- **Détails de la tâche**
Écris la suite de l'extrait sur le Tessin ci-dessous, juste après sa dernière phrase.

- **Extrait à lire**
* * *
Une fois au sommet, la montagne locale de Locarno offre une vue sur le point le plus bas de Suisse, le lac Majeur, et sur la montagne la plus élevée de Suisse, la pointe Dufour.   Photo L’Alsace /Alice HERRY
Une fois au sommet, la montagne locale de Locarno offre une vue sur le point le plus bas de Suisse, le lac Majeur, et sur la montagne la plus élevée de Suisse, la pointe Dufour.   Photo L’Alsace /Alice HERRY

À travers des chemins escarpés, le côté le plus typique du Tessin se dessine. Les sentiers sont taillés dans la roche, des spectaculaires ponts en pierre forment des passages obligés, et des villages prennent racine en pleine montagne. Se dévoilent alors les traces d’une vie ancienne. Des peintures religieuses, des fontaines, des balcons, des grottos (lire encadré)…

Ici, la nature sait se conjuguer à la culture. La table, fortement influencée par l’Italie, est savoureuse, le patrimoine architectural et historique, riche et varié.
* * *
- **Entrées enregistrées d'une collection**
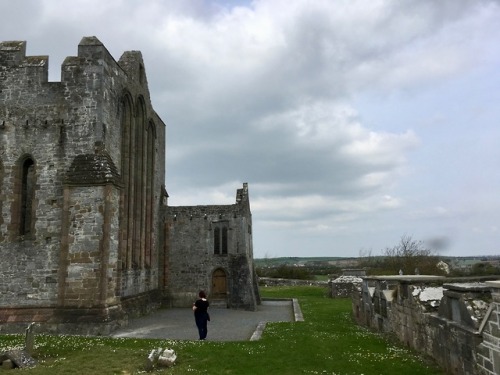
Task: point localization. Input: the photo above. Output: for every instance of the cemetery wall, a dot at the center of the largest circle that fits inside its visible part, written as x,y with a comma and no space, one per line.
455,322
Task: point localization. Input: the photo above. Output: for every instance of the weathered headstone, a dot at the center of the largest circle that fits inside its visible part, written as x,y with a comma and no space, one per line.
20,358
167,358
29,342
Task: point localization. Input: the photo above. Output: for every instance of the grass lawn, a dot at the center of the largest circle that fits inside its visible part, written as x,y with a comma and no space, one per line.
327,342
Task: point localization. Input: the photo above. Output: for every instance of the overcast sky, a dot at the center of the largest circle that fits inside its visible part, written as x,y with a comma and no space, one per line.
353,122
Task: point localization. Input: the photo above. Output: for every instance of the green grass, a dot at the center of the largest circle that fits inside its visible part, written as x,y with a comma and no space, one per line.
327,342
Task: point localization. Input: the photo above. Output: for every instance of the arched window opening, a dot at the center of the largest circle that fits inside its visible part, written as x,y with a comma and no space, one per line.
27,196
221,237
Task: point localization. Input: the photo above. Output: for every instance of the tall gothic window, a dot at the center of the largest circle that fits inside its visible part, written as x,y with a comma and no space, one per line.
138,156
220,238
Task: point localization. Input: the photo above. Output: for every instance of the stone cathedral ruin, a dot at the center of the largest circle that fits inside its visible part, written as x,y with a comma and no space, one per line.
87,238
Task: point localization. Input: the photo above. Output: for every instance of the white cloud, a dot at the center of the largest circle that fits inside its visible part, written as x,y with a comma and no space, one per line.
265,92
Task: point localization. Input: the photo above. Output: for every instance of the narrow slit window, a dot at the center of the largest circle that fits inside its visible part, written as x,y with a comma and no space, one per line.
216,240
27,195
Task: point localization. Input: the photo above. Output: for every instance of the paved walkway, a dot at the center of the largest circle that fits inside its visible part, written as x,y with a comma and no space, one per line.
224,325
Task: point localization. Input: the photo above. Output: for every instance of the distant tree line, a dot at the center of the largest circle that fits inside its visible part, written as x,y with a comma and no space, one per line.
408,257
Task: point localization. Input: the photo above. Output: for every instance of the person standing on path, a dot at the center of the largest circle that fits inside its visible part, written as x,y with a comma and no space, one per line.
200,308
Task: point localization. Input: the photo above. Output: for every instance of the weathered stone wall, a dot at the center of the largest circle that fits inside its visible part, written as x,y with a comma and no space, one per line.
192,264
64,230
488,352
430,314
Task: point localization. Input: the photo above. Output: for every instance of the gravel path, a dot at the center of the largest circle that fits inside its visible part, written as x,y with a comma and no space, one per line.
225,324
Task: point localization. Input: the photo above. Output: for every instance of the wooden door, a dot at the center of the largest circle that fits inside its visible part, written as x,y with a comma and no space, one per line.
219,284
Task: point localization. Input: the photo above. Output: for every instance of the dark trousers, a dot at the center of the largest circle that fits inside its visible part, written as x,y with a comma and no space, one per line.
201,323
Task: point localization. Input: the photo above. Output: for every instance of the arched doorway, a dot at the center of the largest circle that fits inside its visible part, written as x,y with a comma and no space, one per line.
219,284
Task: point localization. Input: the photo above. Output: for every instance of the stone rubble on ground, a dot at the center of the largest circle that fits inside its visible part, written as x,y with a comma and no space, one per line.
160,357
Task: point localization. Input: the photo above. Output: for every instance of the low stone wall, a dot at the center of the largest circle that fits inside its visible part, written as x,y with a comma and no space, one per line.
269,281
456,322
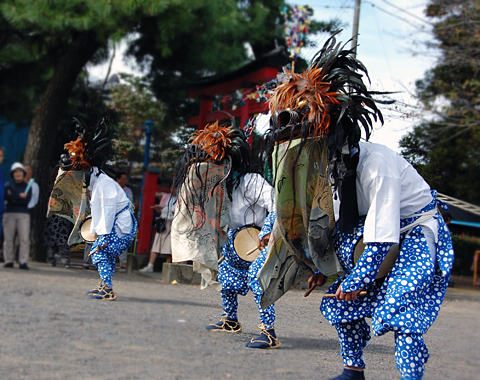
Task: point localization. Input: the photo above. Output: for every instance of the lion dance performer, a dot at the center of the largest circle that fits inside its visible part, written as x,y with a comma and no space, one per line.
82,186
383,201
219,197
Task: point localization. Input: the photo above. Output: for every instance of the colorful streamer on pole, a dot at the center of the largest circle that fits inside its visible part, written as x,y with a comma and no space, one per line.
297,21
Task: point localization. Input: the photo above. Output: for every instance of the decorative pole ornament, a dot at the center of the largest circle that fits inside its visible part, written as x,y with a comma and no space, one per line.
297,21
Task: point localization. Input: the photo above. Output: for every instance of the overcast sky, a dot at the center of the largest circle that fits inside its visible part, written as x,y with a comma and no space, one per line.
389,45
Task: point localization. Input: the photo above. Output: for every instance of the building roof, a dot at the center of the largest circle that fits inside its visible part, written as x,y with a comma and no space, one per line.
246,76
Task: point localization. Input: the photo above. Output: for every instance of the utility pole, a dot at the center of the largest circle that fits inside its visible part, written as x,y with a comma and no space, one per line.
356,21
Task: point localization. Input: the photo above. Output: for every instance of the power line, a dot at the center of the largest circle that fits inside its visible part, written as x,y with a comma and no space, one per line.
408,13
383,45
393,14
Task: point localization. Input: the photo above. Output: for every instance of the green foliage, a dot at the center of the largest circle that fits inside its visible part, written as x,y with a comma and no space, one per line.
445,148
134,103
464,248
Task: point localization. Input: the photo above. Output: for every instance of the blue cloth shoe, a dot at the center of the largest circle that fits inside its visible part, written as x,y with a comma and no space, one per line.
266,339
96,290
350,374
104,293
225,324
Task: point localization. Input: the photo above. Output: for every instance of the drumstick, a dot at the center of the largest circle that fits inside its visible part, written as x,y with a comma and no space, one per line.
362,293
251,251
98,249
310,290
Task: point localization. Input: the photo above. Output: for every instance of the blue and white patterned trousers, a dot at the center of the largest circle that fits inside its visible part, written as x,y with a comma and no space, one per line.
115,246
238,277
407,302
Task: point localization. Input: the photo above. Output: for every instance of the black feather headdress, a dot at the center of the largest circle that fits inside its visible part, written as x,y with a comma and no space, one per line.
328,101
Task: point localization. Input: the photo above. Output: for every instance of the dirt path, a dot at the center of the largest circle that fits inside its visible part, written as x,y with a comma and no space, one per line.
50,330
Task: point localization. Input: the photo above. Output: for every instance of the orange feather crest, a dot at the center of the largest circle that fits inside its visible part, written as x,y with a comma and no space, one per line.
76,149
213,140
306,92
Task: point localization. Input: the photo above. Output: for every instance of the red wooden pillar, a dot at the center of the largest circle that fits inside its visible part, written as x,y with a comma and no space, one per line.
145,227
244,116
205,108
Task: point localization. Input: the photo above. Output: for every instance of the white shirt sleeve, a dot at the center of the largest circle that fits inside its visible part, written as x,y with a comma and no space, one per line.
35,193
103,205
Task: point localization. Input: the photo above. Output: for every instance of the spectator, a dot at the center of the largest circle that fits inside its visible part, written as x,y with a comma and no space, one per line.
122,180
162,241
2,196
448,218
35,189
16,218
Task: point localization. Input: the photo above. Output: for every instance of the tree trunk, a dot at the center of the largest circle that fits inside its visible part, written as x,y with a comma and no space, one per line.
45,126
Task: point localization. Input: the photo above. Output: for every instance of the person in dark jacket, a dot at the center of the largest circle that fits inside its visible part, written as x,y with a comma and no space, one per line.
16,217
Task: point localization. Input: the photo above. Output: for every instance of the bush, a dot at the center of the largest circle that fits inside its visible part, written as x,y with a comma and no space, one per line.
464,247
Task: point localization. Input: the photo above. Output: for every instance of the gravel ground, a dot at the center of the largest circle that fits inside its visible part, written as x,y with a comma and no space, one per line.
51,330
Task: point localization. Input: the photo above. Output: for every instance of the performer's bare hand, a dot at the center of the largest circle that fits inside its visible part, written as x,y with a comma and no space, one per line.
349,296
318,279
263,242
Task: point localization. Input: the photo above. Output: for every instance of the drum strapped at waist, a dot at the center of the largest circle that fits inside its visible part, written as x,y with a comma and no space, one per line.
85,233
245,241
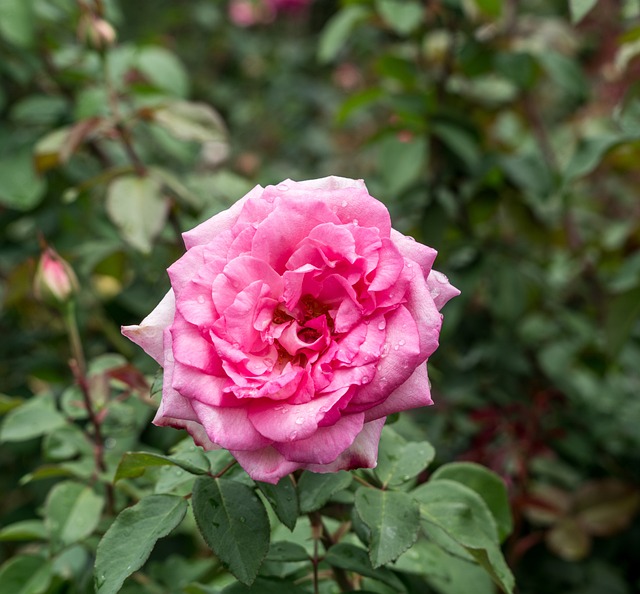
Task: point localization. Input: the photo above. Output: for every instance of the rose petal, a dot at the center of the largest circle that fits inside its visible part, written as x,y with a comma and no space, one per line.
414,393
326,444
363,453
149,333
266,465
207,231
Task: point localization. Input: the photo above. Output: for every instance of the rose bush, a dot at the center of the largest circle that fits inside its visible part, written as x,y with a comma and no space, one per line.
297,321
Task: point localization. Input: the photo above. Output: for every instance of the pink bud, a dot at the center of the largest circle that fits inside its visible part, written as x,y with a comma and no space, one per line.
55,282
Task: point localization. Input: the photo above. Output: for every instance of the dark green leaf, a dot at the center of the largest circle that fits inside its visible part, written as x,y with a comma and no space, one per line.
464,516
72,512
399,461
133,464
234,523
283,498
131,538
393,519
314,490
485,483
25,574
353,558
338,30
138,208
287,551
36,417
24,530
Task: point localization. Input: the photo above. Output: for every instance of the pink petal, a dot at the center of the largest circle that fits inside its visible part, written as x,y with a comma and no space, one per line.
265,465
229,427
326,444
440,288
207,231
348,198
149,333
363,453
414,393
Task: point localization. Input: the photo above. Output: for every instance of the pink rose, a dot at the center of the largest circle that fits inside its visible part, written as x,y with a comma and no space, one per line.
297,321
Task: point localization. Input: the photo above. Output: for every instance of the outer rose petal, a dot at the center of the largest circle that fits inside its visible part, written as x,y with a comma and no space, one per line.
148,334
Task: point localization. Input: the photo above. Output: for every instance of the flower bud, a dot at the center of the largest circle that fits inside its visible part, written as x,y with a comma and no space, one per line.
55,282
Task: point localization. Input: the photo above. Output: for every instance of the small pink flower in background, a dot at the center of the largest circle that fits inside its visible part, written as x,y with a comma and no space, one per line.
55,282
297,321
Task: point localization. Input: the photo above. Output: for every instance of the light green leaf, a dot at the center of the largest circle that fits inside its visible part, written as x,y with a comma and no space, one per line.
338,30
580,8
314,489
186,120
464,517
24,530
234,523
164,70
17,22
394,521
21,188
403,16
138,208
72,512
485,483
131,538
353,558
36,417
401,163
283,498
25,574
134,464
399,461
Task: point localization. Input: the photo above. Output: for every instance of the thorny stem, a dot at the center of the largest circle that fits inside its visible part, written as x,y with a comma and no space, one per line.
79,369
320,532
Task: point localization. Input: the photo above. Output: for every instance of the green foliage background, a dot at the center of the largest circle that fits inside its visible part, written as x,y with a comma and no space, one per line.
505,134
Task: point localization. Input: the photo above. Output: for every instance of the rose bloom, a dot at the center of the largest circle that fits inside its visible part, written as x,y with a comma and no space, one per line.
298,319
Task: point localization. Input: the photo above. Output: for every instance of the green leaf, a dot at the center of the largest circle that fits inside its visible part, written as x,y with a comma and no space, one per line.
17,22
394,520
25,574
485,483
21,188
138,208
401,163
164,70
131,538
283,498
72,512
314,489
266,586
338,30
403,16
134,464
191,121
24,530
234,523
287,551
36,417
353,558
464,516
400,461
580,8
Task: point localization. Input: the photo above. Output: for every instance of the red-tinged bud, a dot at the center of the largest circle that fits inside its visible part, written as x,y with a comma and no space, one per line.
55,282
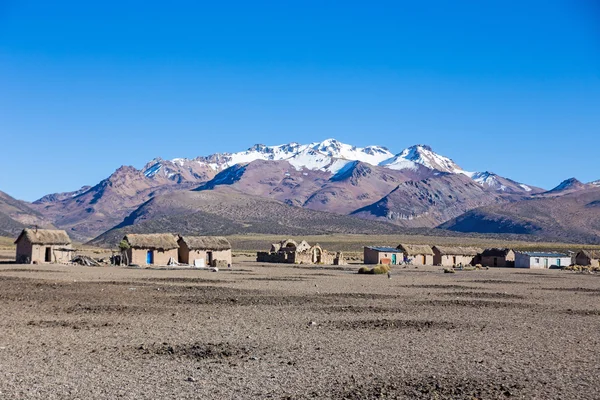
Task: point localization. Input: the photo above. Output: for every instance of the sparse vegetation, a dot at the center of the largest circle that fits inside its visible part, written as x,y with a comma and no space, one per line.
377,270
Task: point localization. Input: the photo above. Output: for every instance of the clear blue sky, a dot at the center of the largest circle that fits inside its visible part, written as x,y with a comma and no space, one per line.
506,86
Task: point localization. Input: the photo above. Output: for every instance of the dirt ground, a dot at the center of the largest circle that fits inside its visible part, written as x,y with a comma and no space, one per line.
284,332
* * *
- **La réponse**
Les sentiers sont taillés dans la roche et des villages prennent racine en pleine montagne.   Photo L’Alsace /Alice HERRY
Les sentiers sont taillés dans la roche et des villages prennent racine en pleine montagne.   Photo L’Alsace /Alice HERRY
Les maisons typiques en pierre des vallées du Tessin. Photo L’Alsace /Alice HERRY
Les maisons typiques en pierre des vallées du Tessin. Photo L’Alsace /Alice HERRY

Cascades et hameaux

Toujours un peu plus reculé dans les terres, avec un dénivelé positif qui grandit et des jambes qui fatiguent, le val Bavona apparaît. Cette vallée alpine est fortement marquée par les transhumances. Sauvage et rocheuse, elle est enclavée dans des parois vertigineuses et composée de douze hameaux typiques, appelés « terre ». Son patrimoine architectural remonte au XVIe siècle, période de la petite glaciation qui a provoqué l’exode de ses habitants.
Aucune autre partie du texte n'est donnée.